DATA TO PROCESS:
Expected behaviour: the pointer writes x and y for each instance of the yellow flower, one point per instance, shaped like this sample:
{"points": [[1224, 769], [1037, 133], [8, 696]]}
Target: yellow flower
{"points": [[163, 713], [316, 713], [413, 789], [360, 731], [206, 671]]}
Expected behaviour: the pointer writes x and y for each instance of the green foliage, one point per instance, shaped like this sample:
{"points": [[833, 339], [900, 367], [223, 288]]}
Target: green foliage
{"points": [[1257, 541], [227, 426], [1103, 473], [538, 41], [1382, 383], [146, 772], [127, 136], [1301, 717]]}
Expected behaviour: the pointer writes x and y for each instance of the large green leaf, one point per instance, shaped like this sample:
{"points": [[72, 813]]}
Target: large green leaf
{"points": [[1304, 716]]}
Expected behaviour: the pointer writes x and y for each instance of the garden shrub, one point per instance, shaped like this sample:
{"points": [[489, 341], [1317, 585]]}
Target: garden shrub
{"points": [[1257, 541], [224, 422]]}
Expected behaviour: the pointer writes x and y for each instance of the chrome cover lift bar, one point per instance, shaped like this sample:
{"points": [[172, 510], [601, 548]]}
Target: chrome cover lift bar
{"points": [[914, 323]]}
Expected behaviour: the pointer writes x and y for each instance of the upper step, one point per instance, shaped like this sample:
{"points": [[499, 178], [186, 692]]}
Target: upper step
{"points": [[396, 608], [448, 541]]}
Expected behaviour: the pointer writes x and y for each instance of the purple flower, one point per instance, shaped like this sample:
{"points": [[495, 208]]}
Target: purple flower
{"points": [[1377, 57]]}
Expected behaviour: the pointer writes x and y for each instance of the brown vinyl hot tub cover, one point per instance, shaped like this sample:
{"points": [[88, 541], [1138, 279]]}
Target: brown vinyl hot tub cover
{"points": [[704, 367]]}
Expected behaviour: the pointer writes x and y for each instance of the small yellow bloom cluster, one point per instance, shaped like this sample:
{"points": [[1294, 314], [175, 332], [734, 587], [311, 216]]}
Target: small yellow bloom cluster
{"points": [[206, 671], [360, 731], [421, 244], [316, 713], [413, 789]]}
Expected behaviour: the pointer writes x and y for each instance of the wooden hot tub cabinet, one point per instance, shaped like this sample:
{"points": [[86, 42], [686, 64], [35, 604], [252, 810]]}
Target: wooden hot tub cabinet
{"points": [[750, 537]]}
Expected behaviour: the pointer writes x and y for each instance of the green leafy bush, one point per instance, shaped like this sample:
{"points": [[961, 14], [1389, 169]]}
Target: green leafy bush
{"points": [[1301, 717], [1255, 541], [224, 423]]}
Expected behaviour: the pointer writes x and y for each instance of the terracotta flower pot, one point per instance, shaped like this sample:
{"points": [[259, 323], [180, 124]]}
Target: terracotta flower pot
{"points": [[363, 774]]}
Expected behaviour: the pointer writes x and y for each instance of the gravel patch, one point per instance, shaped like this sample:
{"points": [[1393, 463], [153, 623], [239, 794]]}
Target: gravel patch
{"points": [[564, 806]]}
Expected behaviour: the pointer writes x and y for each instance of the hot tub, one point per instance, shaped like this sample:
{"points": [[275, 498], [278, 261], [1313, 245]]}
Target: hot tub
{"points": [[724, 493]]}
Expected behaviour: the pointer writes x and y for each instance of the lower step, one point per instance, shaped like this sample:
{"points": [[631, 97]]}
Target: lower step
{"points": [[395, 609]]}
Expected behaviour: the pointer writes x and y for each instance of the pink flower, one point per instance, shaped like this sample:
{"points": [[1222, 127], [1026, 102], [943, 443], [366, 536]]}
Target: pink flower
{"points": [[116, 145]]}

BRIEF: Transcribe every record above exactly as written.

EXPECTED OUTPUT:
Expected behaviour: the pointer writes x and y for each instance of the yellow flower, one point per instance, shaped like this sample:
{"points": [[1224, 769], [1037, 133], [8, 696]]}
Target: yellow flower
{"points": [[163, 713], [316, 713], [413, 789], [360, 731], [206, 671]]}
Expected behaviour: the pointer writes x and y for each instance of the green foliage, one point per instance, shaped like this sample:
{"points": [[833, 339], [900, 367], [223, 288]]}
Target: green foliage
{"points": [[1257, 541], [227, 426], [1103, 473], [538, 41], [1382, 383], [146, 772], [127, 136], [1301, 717]]}
Expected behaviour: the pointer writes x and y for each instance of the large green leaf, one point per instance, shaped like this sample:
{"points": [[72, 813]]}
Target: large green leaf
{"points": [[1304, 716]]}
Expected behaviour: the pointer writes x and y for each instance of the garden shrub, one point per instance, shaped like this sample:
{"points": [[489, 341], [1317, 585]]}
Target: garden shrub
{"points": [[1257, 541], [224, 422]]}
Expected behaviour: the pointer writes x and y for each instance of the chrome cover lift bar, one point per instance, shaped like this sample:
{"points": [[172, 510], [601, 548]]}
Target: chrome cover lift bar
{"points": [[914, 323]]}
Expected behaviour: the pointer writes x and y for each instance of the upper step, one point per instance, shaped like this sample:
{"points": [[499, 178], [186, 692]]}
Target: upper step
{"points": [[396, 608], [448, 541]]}
Expected behaviour: the pointer writes x and y for each instance of the purple flower, one point per instance, shaped like this sample:
{"points": [[495, 208]]}
Target: purple flower
{"points": [[1377, 57]]}
Expected behaviour: the pointer writes x and y for each instance of the brown vinyl hot tub cover, one point per instance, shaped like this sample:
{"points": [[88, 541], [1138, 279]]}
Target: brown vinyl hot tub cover
{"points": [[704, 367]]}
Expected behaviour: the pointer writes x and y for each instance of the small yellow bloom cluster, one point per instance, shaped like this sample:
{"points": [[1294, 314], [175, 332], [734, 587], [311, 216]]}
Target: small yellow bloom cluster
{"points": [[206, 671], [360, 731], [421, 244], [316, 713], [413, 789]]}
Expected behaviour: the pointer writes x and y for each instance of the wooden hot tub cabinet, one point per instance, shaped like this sample:
{"points": [[86, 42], [686, 64], [35, 604], [252, 810]]}
Target: wooden hot tub cabinet
{"points": [[750, 537]]}
Expected behaviour: the pointer writes x and y for each instance of the green leafy bush, one point per instance, shaped like this sample:
{"points": [[961, 14], [1389, 169]]}
Target: green leafy bush
{"points": [[1301, 717], [1255, 541], [224, 423]]}
Expected behaviour: the pointer writes x and y for each instance of the terracotta flower pot, one point per instance, shaped like this sample:
{"points": [[259, 323], [180, 124]]}
Target: terracotta flower pot
{"points": [[363, 774]]}
Expected behaviour: the pointer writes x and y for each instance of the gravel patch, one point per instance, shaped like this sample:
{"points": [[1393, 463], [153, 623], [239, 794]]}
Target: gravel patch
{"points": [[564, 806]]}
Expected behaviour: the pointer writes x and y for each instance of the hot tub, one point per instance, shaped like this sample:
{"points": [[275, 498], [278, 261], [1313, 245]]}
Target: hot tub
{"points": [[724, 493]]}
Expected behaviour: the pointer writes x and y for each instance of the lower step, one point per instance, shaped like this sample:
{"points": [[631, 97]]}
Target: lower step
{"points": [[395, 609]]}
Expected behaviour: the pointer writes x and y for each instance of the pink flower, one point per instance, shaped like this sample:
{"points": [[1222, 127], [1026, 102], [943, 443], [366, 536]]}
Target: pink flower
{"points": [[116, 145]]}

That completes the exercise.